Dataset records
────────────────────
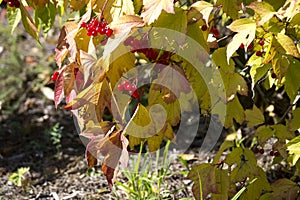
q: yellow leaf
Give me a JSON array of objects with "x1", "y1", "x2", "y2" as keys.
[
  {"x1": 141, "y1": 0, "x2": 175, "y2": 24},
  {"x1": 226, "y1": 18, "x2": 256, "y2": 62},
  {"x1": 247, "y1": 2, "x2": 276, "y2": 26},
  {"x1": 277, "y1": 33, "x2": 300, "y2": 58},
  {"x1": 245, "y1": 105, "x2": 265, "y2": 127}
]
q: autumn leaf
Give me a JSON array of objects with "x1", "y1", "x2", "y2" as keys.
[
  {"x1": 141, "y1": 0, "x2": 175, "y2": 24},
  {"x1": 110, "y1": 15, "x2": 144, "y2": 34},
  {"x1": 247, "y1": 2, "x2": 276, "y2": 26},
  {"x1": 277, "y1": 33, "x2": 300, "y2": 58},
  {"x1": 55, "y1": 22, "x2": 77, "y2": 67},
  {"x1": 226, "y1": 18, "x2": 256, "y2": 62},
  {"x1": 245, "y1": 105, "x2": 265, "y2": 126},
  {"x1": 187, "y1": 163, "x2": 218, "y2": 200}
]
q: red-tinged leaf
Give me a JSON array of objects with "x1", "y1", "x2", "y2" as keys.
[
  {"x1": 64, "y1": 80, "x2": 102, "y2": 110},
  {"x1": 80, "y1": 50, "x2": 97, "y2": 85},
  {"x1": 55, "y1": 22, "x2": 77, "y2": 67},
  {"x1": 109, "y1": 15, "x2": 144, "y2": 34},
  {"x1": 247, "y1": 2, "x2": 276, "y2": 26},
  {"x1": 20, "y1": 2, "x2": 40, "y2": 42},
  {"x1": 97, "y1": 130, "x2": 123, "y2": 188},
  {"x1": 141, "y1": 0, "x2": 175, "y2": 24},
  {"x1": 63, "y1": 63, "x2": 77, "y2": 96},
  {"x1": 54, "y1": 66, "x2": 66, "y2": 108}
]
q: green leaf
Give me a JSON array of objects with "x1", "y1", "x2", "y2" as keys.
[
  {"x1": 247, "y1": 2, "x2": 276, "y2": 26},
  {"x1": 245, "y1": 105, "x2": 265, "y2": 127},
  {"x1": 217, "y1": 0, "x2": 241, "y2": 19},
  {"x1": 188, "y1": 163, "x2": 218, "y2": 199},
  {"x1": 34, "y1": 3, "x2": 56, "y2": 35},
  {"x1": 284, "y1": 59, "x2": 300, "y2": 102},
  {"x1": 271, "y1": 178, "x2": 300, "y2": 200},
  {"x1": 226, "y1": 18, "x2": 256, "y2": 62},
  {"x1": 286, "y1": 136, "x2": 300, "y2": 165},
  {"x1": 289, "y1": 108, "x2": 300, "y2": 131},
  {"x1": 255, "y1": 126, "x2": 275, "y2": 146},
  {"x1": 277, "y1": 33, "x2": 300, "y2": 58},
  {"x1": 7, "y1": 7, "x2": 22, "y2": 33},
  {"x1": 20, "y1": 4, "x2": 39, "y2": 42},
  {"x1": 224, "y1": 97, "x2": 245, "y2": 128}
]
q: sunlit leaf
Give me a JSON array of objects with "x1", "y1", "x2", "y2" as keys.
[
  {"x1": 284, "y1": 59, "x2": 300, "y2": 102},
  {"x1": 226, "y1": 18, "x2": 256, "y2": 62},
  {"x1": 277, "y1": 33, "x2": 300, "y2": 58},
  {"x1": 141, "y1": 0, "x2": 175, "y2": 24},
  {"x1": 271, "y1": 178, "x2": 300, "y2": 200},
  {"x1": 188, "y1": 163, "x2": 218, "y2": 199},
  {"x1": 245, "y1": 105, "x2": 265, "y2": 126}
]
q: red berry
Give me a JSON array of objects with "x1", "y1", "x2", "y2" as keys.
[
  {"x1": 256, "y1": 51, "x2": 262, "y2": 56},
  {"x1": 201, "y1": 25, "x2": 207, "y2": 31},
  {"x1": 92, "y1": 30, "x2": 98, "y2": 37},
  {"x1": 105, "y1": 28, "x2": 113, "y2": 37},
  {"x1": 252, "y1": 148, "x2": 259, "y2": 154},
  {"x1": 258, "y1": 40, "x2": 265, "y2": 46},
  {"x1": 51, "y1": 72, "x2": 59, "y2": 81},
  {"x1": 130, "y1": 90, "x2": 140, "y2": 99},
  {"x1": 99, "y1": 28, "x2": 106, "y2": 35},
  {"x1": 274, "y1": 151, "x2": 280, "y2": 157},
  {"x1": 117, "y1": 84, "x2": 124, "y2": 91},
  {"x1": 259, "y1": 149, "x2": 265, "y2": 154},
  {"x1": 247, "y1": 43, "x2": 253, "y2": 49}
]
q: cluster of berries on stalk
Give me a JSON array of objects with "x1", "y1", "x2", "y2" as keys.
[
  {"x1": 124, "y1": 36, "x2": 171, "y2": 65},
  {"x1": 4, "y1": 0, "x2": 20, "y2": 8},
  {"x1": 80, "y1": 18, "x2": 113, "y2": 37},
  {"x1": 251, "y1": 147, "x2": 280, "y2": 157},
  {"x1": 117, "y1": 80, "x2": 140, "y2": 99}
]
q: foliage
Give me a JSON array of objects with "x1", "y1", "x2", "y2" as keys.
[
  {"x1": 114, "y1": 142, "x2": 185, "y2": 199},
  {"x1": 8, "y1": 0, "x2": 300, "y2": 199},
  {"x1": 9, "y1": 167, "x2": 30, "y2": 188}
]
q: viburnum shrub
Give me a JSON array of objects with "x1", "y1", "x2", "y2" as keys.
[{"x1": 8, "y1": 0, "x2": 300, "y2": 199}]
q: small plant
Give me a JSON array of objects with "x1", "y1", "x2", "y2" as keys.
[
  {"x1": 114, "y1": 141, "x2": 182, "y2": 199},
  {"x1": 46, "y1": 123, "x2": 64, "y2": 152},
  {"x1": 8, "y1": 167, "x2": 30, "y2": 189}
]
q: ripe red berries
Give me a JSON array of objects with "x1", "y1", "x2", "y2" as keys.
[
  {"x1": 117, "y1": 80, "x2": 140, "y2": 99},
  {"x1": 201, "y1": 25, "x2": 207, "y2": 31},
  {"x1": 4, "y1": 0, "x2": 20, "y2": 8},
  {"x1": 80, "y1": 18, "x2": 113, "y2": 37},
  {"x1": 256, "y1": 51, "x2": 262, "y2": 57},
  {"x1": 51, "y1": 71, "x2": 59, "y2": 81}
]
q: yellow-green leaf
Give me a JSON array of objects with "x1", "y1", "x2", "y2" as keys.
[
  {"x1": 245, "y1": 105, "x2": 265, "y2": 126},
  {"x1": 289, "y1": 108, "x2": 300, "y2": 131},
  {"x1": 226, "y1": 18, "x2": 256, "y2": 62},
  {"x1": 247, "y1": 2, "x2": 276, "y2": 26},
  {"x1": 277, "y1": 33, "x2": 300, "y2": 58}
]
────────────────────
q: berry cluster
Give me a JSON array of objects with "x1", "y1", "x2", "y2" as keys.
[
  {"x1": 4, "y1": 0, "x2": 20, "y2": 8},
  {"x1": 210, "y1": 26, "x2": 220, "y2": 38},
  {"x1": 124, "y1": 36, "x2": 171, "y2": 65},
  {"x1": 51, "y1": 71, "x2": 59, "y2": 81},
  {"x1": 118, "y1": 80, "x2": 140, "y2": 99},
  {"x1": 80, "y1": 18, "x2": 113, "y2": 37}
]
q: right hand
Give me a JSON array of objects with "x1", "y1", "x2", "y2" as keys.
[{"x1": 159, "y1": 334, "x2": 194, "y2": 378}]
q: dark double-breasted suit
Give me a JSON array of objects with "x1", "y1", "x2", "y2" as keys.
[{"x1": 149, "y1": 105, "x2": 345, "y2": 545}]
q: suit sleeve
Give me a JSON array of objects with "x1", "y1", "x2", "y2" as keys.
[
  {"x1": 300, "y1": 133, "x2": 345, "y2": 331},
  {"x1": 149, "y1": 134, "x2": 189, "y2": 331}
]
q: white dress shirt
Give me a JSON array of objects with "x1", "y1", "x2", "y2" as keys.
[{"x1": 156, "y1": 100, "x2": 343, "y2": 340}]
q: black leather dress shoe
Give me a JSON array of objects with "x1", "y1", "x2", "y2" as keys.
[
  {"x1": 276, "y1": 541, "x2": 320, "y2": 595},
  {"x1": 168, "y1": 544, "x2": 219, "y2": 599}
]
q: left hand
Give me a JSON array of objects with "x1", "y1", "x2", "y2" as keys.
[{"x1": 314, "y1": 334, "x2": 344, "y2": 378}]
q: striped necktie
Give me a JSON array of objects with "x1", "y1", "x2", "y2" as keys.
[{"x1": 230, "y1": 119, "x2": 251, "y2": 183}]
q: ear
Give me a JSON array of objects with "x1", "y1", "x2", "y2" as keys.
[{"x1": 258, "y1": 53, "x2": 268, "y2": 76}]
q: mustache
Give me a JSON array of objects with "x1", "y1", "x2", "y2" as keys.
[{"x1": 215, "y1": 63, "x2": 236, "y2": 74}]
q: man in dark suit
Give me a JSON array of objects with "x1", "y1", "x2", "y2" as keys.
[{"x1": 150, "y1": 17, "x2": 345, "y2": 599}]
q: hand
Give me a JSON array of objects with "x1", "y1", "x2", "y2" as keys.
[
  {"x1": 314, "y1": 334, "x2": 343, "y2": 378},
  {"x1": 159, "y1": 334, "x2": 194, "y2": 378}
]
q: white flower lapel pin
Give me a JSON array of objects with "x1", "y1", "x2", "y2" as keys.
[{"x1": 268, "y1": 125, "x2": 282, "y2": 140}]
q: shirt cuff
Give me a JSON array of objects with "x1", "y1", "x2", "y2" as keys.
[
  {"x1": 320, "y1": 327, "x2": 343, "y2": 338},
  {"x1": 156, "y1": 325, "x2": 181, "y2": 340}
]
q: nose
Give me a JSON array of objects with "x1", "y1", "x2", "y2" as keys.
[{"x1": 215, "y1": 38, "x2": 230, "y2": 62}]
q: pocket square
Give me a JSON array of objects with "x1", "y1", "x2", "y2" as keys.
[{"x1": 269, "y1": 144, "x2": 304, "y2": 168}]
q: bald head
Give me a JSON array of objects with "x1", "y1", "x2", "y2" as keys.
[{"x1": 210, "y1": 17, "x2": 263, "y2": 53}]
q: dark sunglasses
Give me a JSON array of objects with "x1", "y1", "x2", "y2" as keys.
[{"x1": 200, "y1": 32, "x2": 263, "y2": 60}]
────────────────────
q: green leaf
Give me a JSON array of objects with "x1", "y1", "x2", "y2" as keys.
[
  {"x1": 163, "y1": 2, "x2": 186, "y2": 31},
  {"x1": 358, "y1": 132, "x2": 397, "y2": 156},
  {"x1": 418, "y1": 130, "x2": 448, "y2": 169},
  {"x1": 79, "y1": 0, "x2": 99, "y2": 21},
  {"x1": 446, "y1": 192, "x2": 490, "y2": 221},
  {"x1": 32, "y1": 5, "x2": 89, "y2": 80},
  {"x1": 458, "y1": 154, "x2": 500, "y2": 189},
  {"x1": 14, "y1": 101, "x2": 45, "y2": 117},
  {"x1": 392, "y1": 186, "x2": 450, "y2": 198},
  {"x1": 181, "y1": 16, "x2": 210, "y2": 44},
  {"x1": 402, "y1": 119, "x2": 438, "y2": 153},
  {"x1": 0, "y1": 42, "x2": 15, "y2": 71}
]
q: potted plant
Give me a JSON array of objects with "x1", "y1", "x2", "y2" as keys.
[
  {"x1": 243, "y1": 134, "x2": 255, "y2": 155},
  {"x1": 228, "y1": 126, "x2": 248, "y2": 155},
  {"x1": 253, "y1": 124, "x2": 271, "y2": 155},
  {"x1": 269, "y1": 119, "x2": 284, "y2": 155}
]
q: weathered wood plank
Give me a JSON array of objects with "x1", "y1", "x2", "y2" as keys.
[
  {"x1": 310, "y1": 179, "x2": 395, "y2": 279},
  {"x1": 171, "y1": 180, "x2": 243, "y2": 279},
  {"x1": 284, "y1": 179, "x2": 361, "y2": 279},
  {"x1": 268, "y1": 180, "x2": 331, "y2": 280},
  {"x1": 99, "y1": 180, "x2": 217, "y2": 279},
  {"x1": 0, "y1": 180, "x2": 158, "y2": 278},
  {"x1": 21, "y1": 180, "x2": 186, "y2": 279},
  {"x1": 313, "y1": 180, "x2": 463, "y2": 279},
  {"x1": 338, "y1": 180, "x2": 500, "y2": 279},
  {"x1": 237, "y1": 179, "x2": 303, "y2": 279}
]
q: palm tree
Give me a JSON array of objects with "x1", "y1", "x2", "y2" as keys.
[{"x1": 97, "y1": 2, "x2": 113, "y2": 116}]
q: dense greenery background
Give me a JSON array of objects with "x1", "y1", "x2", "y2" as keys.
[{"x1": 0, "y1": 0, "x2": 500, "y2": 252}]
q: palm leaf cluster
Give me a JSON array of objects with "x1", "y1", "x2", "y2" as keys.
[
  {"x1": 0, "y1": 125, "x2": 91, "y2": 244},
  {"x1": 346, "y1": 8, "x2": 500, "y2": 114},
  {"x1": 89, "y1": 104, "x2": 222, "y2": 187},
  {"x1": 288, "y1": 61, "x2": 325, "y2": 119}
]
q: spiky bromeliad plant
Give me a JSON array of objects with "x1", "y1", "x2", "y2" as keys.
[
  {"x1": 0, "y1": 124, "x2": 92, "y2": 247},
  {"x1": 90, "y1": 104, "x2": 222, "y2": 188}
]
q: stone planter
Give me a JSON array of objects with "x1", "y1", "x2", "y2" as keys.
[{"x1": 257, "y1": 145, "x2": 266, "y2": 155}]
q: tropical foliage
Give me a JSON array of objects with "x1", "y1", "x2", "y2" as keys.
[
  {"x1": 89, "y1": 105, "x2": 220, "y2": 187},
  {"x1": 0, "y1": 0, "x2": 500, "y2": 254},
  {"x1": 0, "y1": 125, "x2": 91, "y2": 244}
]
────────────────────
TASK DESCRIPTION:
Extract every line of the records that contains the string "suit", matching case exactly.

OUTPUT BELOW:
q: dark double-breasted suit
q: suit sleeve
q: man in dark suit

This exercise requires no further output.